**Exercise description**
Please print, exactly, only the lines in the entries below from the line that has "Target: white open mouth" through the line that has "Target: golden cupcake edge". Pictures don't go in.

··· Source records

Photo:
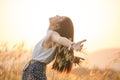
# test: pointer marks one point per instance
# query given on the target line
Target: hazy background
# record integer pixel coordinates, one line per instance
(98, 21)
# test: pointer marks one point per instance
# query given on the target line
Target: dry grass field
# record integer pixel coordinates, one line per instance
(13, 60)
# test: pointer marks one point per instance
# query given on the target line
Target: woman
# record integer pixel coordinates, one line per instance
(57, 44)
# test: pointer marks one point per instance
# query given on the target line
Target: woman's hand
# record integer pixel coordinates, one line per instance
(78, 46)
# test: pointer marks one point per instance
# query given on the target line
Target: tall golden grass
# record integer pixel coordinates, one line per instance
(13, 60)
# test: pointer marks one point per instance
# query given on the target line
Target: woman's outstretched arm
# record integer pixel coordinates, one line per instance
(55, 37)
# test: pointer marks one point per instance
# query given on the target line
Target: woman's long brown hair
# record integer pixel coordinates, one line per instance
(64, 57)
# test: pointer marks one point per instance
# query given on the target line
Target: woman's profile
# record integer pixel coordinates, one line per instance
(57, 45)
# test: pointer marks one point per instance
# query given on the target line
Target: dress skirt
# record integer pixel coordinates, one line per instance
(35, 70)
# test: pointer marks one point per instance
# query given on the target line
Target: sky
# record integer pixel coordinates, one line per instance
(98, 21)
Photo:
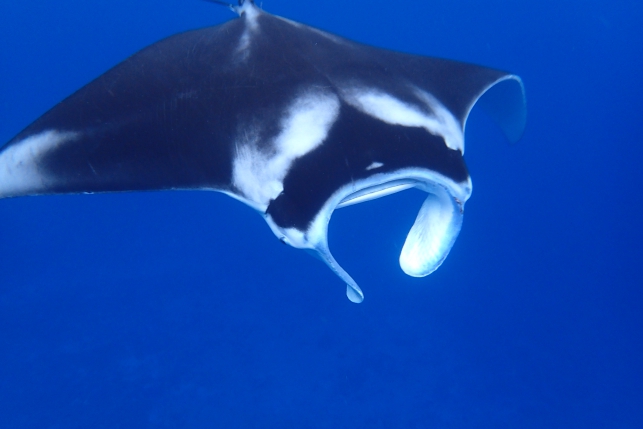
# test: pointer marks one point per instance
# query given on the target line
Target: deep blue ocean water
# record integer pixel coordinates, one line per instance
(168, 310)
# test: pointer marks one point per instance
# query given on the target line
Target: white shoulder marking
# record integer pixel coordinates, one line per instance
(258, 173)
(19, 163)
(394, 111)
(374, 165)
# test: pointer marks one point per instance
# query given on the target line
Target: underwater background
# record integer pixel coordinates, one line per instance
(181, 309)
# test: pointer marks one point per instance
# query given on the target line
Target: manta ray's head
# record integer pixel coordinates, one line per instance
(337, 148)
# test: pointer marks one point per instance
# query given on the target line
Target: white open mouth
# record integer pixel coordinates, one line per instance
(427, 244)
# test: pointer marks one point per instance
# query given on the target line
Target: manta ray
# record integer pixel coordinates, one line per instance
(288, 119)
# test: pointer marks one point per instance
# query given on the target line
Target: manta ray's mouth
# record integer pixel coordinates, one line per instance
(435, 228)
(429, 240)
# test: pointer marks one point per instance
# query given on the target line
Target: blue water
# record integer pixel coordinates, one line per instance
(168, 310)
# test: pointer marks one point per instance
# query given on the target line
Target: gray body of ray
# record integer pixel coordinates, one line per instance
(291, 120)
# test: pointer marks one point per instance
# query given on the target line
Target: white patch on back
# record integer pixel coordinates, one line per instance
(19, 163)
(374, 165)
(385, 107)
(251, 13)
(259, 174)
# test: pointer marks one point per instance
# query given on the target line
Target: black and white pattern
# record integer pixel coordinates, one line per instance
(293, 121)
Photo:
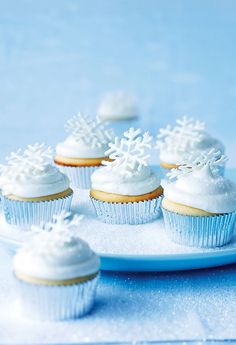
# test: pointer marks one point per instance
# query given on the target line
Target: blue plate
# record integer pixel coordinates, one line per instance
(186, 259)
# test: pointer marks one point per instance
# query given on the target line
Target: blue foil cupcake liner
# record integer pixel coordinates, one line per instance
(128, 213)
(80, 177)
(55, 303)
(200, 231)
(164, 171)
(27, 213)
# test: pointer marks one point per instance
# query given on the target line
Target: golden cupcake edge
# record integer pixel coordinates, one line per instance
(119, 198)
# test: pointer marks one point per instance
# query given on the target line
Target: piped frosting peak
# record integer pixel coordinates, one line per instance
(30, 162)
(56, 252)
(30, 174)
(90, 131)
(129, 154)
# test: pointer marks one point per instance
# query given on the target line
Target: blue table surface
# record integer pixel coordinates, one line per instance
(59, 57)
(187, 305)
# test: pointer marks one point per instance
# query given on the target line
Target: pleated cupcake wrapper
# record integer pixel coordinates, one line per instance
(128, 213)
(80, 177)
(200, 231)
(221, 170)
(27, 213)
(55, 303)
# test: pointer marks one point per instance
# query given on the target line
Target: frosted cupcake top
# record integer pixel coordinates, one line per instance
(30, 174)
(118, 106)
(57, 252)
(187, 135)
(128, 173)
(88, 138)
(197, 184)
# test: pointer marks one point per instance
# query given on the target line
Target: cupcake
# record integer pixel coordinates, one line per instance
(56, 272)
(120, 109)
(83, 150)
(32, 188)
(125, 190)
(199, 205)
(187, 136)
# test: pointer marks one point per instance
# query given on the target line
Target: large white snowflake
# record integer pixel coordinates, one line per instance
(196, 161)
(91, 131)
(32, 161)
(61, 232)
(183, 136)
(129, 154)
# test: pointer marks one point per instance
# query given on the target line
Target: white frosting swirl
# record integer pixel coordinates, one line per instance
(203, 190)
(109, 180)
(49, 181)
(206, 142)
(55, 257)
(73, 148)
(118, 106)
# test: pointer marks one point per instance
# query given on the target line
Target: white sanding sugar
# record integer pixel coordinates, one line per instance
(145, 239)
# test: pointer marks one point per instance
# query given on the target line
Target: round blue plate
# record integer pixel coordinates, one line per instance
(183, 259)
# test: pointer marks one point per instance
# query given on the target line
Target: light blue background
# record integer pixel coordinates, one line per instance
(59, 57)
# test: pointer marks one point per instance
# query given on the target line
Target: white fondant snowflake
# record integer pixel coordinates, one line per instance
(61, 232)
(91, 131)
(23, 164)
(183, 136)
(129, 153)
(197, 161)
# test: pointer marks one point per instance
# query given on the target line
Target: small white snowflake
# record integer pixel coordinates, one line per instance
(196, 161)
(52, 236)
(91, 131)
(129, 153)
(23, 164)
(183, 136)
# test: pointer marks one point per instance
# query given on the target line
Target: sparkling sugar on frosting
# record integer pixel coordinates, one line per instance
(29, 173)
(183, 136)
(30, 162)
(129, 154)
(92, 132)
(128, 173)
(198, 184)
(57, 252)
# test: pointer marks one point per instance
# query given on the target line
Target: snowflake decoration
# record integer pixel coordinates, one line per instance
(91, 131)
(23, 164)
(61, 232)
(197, 161)
(129, 154)
(184, 135)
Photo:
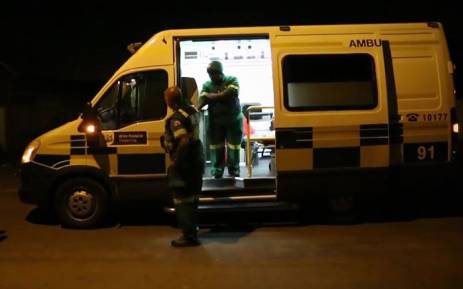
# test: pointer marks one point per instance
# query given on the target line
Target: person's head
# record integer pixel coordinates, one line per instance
(173, 97)
(215, 71)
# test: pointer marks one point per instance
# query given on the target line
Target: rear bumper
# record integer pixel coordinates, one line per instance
(36, 184)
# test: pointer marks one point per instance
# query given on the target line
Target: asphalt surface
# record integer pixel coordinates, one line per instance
(387, 249)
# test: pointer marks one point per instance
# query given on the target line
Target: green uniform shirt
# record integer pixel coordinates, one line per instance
(226, 108)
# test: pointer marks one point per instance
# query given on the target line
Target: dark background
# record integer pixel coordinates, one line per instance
(55, 56)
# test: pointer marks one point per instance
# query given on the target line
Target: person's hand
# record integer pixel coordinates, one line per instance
(212, 96)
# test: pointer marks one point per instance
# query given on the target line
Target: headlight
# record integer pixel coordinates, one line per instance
(30, 151)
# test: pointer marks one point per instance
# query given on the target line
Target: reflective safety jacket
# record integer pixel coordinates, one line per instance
(226, 108)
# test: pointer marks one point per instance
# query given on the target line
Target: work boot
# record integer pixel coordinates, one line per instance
(184, 241)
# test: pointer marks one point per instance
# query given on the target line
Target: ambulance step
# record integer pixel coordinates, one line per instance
(242, 206)
(237, 184)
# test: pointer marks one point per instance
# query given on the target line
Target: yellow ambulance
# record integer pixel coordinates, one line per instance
(330, 111)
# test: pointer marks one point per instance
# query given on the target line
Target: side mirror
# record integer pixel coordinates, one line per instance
(90, 124)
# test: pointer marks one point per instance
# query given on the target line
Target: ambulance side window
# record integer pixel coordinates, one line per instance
(329, 82)
(135, 97)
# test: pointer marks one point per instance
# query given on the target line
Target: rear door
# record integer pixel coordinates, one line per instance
(331, 112)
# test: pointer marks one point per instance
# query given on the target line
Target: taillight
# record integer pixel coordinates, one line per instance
(455, 131)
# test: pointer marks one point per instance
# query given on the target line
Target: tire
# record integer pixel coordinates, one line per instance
(80, 203)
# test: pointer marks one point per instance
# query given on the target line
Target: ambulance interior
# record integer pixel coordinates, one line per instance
(249, 60)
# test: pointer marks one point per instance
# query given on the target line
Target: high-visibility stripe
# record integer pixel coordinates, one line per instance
(184, 113)
(180, 132)
(178, 201)
(216, 146)
(234, 147)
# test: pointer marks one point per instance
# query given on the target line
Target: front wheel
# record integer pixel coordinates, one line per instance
(81, 203)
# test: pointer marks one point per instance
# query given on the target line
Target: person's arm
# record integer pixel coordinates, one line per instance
(202, 101)
(181, 135)
(231, 90)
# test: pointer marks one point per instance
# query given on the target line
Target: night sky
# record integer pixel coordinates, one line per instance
(61, 51)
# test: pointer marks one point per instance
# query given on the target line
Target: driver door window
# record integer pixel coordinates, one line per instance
(133, 98)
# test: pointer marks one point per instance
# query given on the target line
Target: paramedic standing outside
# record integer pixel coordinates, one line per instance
(181, 141)
(225, 127)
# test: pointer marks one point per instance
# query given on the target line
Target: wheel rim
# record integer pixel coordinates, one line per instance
(81, 204)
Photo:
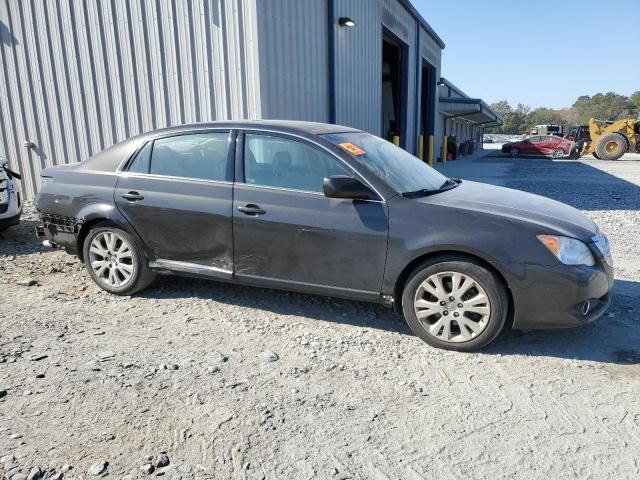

······

**Answer to the problem**
Target: white open mouth
# record integer pixel coordinates, one line per instance
(427, 244)
# test: pointer marks one point per instance
# query given on the target line
Target: manta ray
# record integer pixel coordinates, one line per instance
(288, 119)
# test: pointer marks one point per instance
# query given on the target line
Target: manta ray's mouth
# record integer pixel coordinates, one line per instance
(435, 228)
(429, 240)
# test: pointer marks one point per instance
# query given on the target line
Target: blue water
# record integer pixel coordinates, one line per instance
(168, 310)
# test: pointer marks one point per instance
# query given on the target line
Target: gray body of ray
# record integer pixel coordinates, one line per instance
(291, 120)
# test: pointer marks one point per instance
# query given on the target line
Target: white patch on back
# record integer pixel coordinates, one line per instance
(19, 163)
(374, 165)
(385, 107)
(251, 13)
(259, 174)
# test: pointer marks one point per instance
# query given on the target line
Target: black and white pattern
# record integer pixel coordinates, one line per instance
(293, 121)
Photo:
# test: pointer marks one point per instance
# query given on the target line
Target: blue plate
# record integer pixel coordinates, one line per instance
(186, 259)
# test: pointer marks one point per instance
# query given on the target line
Target: blue foil cupcake liner
# record integer pixel coordinates, one line per instance
(128, 213)
(80, 177)
(55, 303)
(200, 231)
(164, 171)
(27, 213)
# test: pointer marks one point per instance
# query given on the target line
Target: golden cupcake edge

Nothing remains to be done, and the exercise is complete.